[Given data Boundary: Start]
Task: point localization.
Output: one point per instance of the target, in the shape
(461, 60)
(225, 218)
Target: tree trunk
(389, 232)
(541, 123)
[Given data Boundary: End]
→ **To do**
All lines carrying the word "point" must be copied from the data above.

→ **Exercise result**
Task: point localization.
Output: one point per instance of the target, in the shape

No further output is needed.